* Document segment:
Aesculapius and a plague in 87 BC
Aesculapius (aka Asclepius), son of Apollo and god of medicine, was one of the deities imported to Rome from the East. Aesculapius was introduced to Rome from Epidauros in response to a plague in 293BC. According to legend, he was transported as a serpent to Rome, and selected his home on Tiber Island by swimming to it from the ship. Ovid tells a version of the tale in Metamorphoses 15.622-745 which begins:
"You Muses, goddesses present to poets, reveal, now (since you know, and spacious time cannot betray you) where Aesculapius, son of Coronis, came from, to be joined to the gods of Romulus’s city, that the deep Tiber flows around. Once, plague tainted the air of Latium, and people’s bodies were ravaged by disease, pallid and bloodless. When they saw that their efforts were useless, and medical skill was useless, wearied with funeral rites, they sought help from the heavens, and traveled to Delphi, set at the centre of the earth, to the oracle of Phoebus, and prayed that he would aid them, in their misery, by a health-giving prophecy, and end their great city’s evil. The ground, the laurel-tree, and the quiver he holds himself, trembled together, and the tripod responded with these words, from the innermost sanctuary, troubling their fearful minds: ‘You should have looked in a nearer place, Romans, for what you seek here: even now, look for it from that nearer place: your help is not from Apollo, to lessen your pain, but Apollo’s son. Go, with good omens, and fetch my child.’"
A temple was consecrated in 291 BC on Tiber Island. The Roman Salus became closely tied to one of the daughters of Aesculapius, Hygeia. In 180 BC, the Romans once again, formally called upon Aesculapius for relief from an epidemic. As written by Livy XL.32:
"Tiberius Minucius, the praetor, died of this malady; and soon after, Caius Calpurnius, the consul; also many illustrious men of all ranks; so that at last this calamity began to be considered as a prodigy. Caius Servilius, chief pontiff, was ordered to find out proper atonements for the wrath of the gods; the decemvirs to inspect the books, and the consul to vow offerings, and to present gilded statues, to Apollo, Aesculapius, and Health; which he vowed and gave."
This quinarius depicts Aesculapius as a serpent entwined around a garlanded altar.
L. Rubrius Dossenus, AR Quinarius 87
Obv: DOS – SEN laureate head of Neptune right; behind, trident.

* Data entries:
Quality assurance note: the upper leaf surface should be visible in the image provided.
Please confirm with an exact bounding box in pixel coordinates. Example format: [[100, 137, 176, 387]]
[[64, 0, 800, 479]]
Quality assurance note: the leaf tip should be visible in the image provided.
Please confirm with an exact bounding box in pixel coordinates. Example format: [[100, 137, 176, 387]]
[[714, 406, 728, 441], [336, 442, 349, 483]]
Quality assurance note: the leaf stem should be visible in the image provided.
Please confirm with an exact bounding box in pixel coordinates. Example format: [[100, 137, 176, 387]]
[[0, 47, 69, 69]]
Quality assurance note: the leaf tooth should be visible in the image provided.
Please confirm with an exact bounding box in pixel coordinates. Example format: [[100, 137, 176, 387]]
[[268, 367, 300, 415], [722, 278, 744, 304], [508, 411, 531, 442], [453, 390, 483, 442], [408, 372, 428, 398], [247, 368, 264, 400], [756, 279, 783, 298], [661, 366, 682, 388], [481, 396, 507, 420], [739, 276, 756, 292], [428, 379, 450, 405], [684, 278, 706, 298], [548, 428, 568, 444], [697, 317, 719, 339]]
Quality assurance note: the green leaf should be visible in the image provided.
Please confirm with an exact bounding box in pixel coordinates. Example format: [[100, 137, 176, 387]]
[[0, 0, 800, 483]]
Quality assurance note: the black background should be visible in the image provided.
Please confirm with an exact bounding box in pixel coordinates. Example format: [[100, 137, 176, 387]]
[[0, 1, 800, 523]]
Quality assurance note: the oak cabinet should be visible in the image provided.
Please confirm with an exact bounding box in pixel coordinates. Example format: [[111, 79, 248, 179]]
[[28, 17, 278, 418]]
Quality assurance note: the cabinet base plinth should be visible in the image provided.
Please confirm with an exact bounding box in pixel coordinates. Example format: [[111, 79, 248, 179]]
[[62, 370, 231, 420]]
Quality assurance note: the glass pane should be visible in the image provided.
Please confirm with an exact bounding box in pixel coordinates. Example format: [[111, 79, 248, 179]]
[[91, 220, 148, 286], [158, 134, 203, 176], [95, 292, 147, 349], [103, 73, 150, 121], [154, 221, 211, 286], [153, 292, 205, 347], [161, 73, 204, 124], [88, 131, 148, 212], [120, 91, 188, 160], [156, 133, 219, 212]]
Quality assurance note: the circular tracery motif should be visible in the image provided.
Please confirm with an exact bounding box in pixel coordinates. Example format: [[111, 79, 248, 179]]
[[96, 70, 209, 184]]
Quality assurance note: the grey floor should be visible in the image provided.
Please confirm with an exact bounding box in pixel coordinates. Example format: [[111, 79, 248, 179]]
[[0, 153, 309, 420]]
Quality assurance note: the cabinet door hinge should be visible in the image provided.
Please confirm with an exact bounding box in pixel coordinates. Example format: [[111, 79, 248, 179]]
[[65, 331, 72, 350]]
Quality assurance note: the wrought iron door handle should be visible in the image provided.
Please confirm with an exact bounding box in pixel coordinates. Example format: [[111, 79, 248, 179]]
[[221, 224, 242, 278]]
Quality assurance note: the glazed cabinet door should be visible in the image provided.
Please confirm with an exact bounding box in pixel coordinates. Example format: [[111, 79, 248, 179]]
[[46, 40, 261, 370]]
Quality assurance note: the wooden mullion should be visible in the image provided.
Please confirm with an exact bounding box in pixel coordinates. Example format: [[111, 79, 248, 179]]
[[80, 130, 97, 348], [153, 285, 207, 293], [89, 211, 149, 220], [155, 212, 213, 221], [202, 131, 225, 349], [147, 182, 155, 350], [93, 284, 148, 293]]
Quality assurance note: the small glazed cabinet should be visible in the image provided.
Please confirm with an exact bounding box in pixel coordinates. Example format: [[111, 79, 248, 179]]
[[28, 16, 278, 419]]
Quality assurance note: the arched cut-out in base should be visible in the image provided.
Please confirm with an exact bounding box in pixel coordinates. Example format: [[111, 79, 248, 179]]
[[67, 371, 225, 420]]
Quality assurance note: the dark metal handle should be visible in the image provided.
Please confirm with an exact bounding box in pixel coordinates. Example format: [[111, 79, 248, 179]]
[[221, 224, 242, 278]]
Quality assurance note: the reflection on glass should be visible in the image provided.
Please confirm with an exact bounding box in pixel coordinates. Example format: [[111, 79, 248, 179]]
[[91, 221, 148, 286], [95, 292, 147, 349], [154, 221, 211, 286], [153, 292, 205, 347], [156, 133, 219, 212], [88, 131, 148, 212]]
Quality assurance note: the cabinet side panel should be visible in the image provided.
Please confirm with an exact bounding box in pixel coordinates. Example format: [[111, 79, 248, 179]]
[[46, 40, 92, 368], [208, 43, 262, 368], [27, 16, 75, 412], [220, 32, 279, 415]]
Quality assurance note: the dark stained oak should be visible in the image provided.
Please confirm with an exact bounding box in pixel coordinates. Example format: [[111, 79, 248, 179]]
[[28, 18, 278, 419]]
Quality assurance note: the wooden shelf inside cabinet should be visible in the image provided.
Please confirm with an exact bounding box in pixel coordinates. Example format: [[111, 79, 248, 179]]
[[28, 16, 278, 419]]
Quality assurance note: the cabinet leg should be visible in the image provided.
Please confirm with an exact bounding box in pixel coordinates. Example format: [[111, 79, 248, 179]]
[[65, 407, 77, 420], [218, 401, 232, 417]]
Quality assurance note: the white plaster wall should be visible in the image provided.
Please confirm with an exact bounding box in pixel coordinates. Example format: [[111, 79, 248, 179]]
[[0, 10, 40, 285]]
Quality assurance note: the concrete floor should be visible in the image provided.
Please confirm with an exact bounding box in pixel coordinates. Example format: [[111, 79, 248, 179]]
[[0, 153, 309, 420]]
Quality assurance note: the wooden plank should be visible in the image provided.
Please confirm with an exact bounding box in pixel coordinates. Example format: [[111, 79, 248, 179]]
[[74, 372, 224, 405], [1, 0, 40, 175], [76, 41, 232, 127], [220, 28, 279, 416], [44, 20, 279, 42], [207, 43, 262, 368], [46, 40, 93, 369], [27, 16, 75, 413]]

* Questions:
**A)** Copy the stretch of the passage on Aesculapius from "This quinarius depicts" through "right; behind, trident.".
**B)** List every year that the passage on Aesculapius gives.
**C)** Summarize the passage on Aesculapius in two sentences.

* Responses:
**A)**
This quinarius depicts Aesculapius as a serpent entwined around a garlanded altar.
L. Rubrius Dossenus, AR Quinarius 87
Obv: DOS – SEN laureate head of Neptune right; behind, trident.

**B)** 293 BC, 291 BC, 180 BC, 87 BC

**C)** Aesculapius, son of Apollo and god of medicine, was brought to Rome from Epidauros in response to a plague in 293 BC, and a temple to him was consecrated on Tiber Island in 291 BC. The Romans formally called on him again during an epidemic in 180 BC, and a quinarius of L. Rubrius Dossenus from 87 shows him as a serpent entwined around a garlanded altar.